---------- Extracted information

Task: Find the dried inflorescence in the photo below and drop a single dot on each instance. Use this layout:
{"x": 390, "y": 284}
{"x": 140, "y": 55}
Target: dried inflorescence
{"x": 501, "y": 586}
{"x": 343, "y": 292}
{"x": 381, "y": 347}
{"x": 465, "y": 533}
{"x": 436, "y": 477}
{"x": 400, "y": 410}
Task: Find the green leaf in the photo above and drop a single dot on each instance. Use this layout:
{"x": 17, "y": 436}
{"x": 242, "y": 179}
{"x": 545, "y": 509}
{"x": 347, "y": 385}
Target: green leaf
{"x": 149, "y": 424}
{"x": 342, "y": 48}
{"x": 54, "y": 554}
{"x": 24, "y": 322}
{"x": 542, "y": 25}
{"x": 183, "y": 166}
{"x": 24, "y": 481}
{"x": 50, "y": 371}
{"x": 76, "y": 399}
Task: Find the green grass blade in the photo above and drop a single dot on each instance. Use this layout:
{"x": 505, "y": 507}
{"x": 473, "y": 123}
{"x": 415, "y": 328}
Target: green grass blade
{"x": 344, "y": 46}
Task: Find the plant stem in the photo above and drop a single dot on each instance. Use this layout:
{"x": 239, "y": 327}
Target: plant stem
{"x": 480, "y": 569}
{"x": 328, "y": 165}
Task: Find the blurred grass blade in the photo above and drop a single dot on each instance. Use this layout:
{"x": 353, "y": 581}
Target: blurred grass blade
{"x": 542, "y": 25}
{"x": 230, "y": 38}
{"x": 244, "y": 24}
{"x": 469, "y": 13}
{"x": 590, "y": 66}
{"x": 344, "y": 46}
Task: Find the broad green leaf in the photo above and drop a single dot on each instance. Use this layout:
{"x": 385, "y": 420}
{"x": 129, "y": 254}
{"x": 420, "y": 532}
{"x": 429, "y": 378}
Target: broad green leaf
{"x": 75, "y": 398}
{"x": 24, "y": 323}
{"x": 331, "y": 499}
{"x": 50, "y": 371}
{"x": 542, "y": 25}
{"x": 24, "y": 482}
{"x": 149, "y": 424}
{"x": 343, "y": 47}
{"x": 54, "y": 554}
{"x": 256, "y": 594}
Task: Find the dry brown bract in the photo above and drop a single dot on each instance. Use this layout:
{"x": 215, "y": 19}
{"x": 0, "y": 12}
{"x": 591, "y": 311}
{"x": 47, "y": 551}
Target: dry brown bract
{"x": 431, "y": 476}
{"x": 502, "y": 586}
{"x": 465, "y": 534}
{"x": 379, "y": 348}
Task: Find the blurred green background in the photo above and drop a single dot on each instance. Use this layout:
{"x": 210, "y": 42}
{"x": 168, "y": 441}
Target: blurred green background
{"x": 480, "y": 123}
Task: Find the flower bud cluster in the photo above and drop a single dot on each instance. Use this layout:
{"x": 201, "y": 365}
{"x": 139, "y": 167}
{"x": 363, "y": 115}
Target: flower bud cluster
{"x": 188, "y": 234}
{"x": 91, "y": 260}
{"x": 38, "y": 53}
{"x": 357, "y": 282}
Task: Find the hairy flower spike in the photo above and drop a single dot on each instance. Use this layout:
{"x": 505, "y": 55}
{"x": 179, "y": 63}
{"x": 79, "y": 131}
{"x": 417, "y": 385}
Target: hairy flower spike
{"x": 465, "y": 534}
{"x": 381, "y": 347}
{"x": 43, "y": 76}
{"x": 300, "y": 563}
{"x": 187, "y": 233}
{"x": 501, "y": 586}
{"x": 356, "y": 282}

--------------------

Reproduce every line above, keeping each word exactly as it appears.

Task: Find the dried inflorescence in the photo below and drop a single dot on each instance. Use this layout:
{"x": 390, "y": 284}
{"x": 140, "y": 55}
Target: dried inflorescence
{"x": 501, "y": 586}
{"x": 343, "y": 292}
{"x": 381, "y": 347}
{"x": 465, "y": 533}
{"x": 436, "y": 477}
{"x": 400, "y": 410}
Task: Find the green leaf in the photo above and drop a single dot on each instance. Use this layout:
{"x": 17, "y": 436}
{"x": 242, "y": 179}
{"x": 545, "y": 509}
{"x": 347, "y": 385}
Target: green leaf
{"x": 149, "y": 424}
{"x": 342, "y": 48}
{"x": 54, "y": 554}
{"x": 24, "y": 322}
{"x": 542, "y": 25}
{"x": 183, "y": 166}
{"x": 24, "y": 481}
{"x": 50, "y": 371}
{"x": 76, "y": 399}
Task: Find the green grass blade in the photo above and drop a single dot on each instance. Use this layout:
{"x": 505, "y": 507}
{"x": 473, "y": 123}
{"x": 415, "y": 328}
Target: green grass blade
{"x": 344, "y": 46}
Task: Find the plant stem in the photo above and drop a single dot on each instance. Use this layout:
{"x": 239, "y": 327}
Target: plant stem
{"x": 480, "y": 569}
{"x": 328, "y": 165}
Task: Find the blurred grass blade in the photo above and drop a single dot on each instance. Use this layout:
{"x": 353, "y": 581}
Target: blurred grass blade
{"x": 542, "y": 25}
{"x": 230, "y": 38}
{"x": 244, "y": 24}
{"x": 469, "y": 13}
{"x": 590, "y": 66}
{"x": 344, "y": 46}
Task: Find the broad green leaf in the photo above and drop a single dot on each instance. Use this layout:
{"x": 385, "y": 420}
{"x": 129, "y": 254}
{"x": 420, "y": 532}
{"x": 429, "y": 378}
Target: broad green leaf
{"x": 75, "y": 398}
{"x": 24, "y": 323}
{"x": 331, "y": 499}
{"x": 50, "y": 371}
{"x": 542, "y": 25}
{"x": 24, "y": 482}
{"x": 149, "y": 424}
{"x": 343, "y": 47}
{"x": 54, "y": 554}
{"x": 256, "y": 594}
Task: Find the dry brown bract in the photo above and drop a single dot on each instance. Use this layout:
{"x": 215, "y": 19}
{"x": 0, "y": 12}
{"x": 591, "y": 311}
{"x": 47, "y": 551}
Target: dry brown bract
{"x": 431, "y": 476}
{"x": 502, "y": 586}
{"x": 465, "y": 534}
{"x": 379, "y": 348}
Task: Find the blurred green background in the photo above and drop a single dot on each instance. Use this layout:
{"x": 210, "y": 42}
{"x": 168, "y": 441}
Target: blurred green background
{"x": 480, "y": 123}
Task: Find the flower bud cluster in the photo above and drop a single dot on each instance. Use this layout:
{"x": 201, "y": 365}
{"x": 139, "y": 167}
{"x": 363, "y": 115}
Target: flower bud cluster
{"x": 188, "y": 234}
{"x": 91, "y": 260}
{"x": 38, "y": 53}
{"x": 357, "y": 282}
Task: Find the hairy flower spike in the photo above and drop a single dot on each instance. Use this layout:
{"x": 505, "y": 55}
{"x": 179, "y": 63}
{"x": 79, "y": 131}
{"x": 417, "y": 385}
Target: hairy flower spike
{"x": 465, "y": 534}
{"x": 381, "y": 347}
{"x": 43, "y": 76}
{"x": 300, "y": 563}
{"x": 187, "y": 233}
{"x": 501, "y": 586}
{"x": 356, "y": 282}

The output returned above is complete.